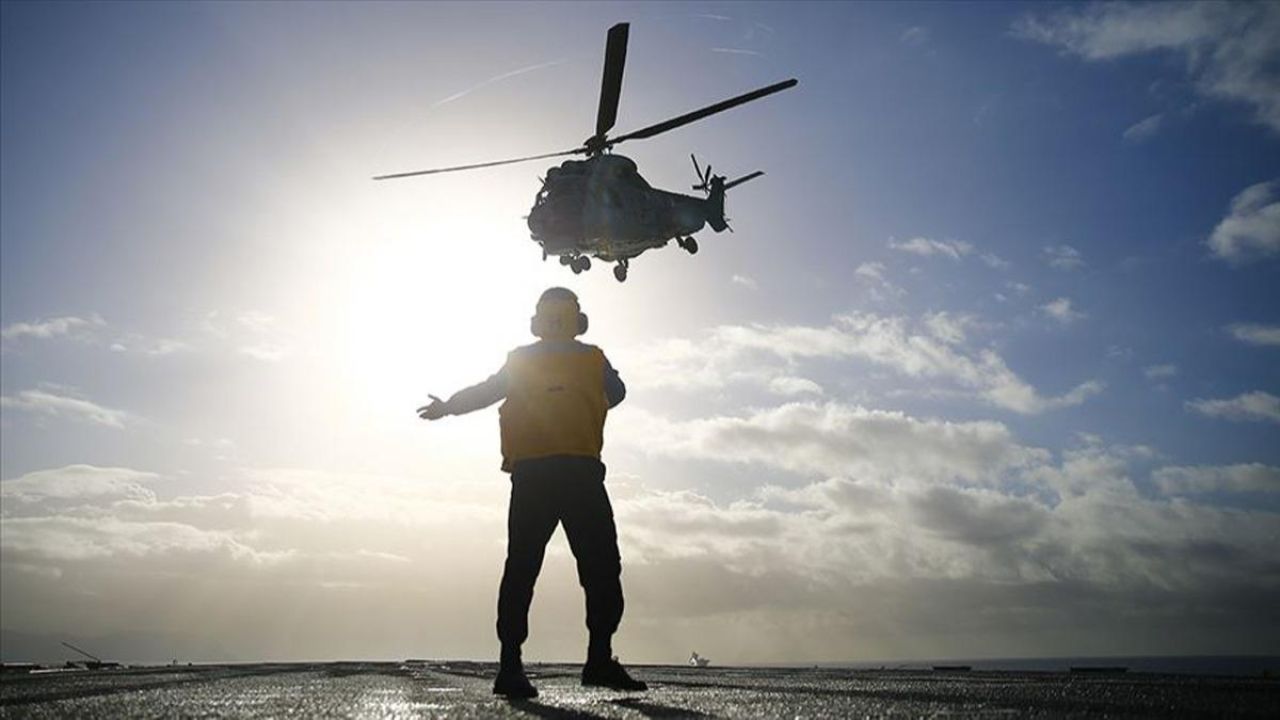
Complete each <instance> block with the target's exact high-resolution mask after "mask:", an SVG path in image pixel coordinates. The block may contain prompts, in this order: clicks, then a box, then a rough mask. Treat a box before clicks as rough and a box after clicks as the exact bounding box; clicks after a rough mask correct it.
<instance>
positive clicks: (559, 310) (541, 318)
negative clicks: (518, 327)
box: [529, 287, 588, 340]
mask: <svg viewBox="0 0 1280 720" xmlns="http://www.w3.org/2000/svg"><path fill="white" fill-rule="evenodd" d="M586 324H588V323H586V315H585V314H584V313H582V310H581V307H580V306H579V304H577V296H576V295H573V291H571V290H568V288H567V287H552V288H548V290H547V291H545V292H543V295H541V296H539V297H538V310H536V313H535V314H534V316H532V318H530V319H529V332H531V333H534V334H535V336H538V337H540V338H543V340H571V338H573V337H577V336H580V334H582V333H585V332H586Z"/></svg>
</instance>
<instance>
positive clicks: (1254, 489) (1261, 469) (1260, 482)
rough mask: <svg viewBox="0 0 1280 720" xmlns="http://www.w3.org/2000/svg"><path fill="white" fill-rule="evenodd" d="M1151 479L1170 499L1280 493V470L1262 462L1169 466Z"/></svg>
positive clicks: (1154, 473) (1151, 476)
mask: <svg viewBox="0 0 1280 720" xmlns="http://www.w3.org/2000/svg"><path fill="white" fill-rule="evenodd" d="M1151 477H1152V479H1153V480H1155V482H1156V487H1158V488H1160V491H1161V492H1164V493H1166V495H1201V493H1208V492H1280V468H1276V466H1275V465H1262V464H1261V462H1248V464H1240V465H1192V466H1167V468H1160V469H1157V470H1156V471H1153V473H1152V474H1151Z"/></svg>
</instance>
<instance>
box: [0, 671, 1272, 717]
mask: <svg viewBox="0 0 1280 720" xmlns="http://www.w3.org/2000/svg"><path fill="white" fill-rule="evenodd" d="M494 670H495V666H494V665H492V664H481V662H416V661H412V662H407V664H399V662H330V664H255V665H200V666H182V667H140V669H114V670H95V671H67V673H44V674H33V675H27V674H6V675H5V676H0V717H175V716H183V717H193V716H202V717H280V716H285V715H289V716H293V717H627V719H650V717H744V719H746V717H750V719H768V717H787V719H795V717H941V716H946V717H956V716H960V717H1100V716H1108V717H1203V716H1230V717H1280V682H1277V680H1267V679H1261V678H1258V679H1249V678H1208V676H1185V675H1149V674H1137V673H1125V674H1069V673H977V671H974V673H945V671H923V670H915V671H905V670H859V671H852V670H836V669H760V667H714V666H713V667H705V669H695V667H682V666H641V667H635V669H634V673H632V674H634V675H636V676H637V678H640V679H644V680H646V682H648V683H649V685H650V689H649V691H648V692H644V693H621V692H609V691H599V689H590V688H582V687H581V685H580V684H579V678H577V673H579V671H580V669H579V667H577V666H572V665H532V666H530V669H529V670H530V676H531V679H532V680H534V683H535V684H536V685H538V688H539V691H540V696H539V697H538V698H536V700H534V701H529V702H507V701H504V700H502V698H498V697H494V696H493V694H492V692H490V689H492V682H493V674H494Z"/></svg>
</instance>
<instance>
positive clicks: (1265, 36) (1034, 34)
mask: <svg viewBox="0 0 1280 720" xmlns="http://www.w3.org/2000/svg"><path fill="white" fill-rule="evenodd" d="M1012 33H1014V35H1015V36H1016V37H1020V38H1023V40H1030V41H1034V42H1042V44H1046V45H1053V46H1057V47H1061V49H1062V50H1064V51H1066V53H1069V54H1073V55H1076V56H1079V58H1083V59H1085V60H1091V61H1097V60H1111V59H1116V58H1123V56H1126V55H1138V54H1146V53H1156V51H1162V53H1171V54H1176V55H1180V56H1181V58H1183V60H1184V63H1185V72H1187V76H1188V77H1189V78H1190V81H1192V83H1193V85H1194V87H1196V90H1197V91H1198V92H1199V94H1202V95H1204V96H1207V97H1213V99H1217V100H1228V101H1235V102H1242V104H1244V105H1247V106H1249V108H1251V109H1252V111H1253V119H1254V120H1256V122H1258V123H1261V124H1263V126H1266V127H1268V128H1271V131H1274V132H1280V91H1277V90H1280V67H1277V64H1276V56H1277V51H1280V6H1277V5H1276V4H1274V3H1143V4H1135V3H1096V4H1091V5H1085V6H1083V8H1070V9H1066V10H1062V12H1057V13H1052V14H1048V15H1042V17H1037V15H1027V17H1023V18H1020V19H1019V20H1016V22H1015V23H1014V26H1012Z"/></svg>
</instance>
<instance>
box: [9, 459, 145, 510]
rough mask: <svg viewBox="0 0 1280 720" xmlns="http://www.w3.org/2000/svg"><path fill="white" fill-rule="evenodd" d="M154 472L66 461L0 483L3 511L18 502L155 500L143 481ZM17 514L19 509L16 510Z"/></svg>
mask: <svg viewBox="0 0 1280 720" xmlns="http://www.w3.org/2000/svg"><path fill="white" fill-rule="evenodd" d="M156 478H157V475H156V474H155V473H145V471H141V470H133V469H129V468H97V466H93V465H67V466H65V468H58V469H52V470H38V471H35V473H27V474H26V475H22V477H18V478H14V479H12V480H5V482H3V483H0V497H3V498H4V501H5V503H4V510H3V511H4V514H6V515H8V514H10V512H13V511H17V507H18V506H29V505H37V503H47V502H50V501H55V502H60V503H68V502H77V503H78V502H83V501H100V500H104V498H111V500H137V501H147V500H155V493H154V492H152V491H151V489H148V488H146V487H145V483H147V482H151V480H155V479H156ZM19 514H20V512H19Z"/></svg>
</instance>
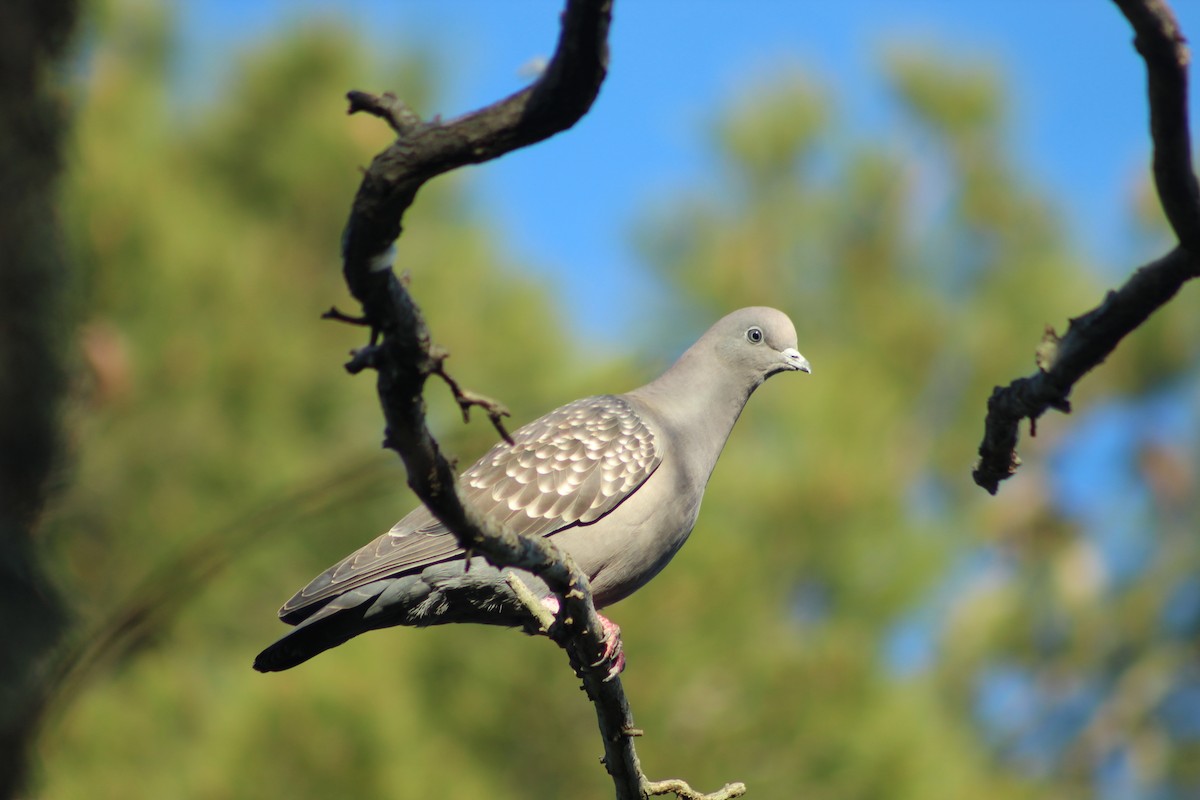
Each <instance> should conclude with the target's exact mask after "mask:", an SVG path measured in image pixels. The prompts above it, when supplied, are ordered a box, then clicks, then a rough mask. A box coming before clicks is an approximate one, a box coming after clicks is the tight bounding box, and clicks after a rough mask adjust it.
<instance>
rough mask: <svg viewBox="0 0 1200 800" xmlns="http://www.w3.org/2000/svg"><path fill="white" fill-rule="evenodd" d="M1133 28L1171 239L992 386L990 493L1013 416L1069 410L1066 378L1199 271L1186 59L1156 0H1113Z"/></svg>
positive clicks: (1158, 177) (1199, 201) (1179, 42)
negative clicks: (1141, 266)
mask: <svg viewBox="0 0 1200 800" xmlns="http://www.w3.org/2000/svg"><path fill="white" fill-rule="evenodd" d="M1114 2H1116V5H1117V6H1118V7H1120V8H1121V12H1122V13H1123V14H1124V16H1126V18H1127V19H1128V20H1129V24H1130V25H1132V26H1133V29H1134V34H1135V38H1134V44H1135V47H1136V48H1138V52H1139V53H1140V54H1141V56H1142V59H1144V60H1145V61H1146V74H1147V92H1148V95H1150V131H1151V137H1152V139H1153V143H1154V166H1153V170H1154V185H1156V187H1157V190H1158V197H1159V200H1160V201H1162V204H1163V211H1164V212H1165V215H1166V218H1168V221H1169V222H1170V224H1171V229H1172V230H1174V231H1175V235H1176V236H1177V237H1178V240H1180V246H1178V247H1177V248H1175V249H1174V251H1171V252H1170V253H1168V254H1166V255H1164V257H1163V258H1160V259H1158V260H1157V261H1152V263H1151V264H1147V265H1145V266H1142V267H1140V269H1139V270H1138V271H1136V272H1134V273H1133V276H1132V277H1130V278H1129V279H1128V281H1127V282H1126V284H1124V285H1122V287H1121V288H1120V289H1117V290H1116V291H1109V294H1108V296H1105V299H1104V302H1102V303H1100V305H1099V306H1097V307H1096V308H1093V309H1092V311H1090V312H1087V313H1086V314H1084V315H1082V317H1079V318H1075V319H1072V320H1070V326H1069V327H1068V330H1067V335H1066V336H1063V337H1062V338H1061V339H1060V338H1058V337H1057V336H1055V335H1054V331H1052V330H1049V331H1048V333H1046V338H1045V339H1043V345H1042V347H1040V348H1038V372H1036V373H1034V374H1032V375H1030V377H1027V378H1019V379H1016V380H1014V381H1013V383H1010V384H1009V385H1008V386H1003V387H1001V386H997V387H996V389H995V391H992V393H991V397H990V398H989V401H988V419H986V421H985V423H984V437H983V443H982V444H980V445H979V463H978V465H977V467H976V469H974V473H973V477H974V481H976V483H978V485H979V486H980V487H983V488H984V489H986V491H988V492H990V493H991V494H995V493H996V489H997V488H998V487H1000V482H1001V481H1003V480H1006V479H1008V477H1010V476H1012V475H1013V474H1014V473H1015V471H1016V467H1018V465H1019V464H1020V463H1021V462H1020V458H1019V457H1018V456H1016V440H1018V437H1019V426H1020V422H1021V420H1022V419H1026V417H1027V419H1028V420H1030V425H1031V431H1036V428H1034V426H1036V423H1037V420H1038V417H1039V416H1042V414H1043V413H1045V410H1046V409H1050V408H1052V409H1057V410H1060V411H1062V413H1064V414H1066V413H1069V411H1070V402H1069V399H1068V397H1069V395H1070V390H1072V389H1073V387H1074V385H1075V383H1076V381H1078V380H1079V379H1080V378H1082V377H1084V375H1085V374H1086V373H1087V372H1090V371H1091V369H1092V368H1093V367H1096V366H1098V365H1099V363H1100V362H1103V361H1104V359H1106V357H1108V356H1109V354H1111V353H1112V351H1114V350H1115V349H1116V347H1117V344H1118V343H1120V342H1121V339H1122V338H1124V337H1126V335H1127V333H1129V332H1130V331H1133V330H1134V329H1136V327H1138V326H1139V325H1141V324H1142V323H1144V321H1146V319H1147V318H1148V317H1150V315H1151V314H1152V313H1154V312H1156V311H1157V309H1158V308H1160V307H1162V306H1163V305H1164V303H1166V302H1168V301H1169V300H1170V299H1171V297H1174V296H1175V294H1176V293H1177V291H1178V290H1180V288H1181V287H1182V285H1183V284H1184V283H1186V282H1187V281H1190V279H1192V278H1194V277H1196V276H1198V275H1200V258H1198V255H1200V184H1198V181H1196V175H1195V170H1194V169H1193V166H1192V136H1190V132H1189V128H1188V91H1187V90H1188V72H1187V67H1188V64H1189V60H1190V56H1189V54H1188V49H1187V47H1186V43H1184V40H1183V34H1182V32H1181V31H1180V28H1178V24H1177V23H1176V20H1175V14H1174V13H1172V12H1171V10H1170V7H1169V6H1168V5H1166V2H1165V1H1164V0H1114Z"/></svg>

# # #

_GOAL OF THE EXERCISE_
Track down every line of the material containing the string "image", and copy it.

_RESPONSE AREA_
Complete each <instance> block with the target's exact high-resolution mask after "mask:", an SVG path in image pixel coordinates. The block may contain prompts, in this order: clicks, then a box, then a rough mask. Treat a box before clicks as rough and a box after clicks as the exact bounding box; clicks after a rough mask correct it.
Each <instance> should conclude with the target's exact mask after "mask:", an SVG path measured in image pixels. The prompts above it, when supplied, are ordered a box, then clicks, then a rough mask. A box coming before clicks is an approximate one, a box coming after clicks is the tight bounding box, and clicks after a rough mask adjust it.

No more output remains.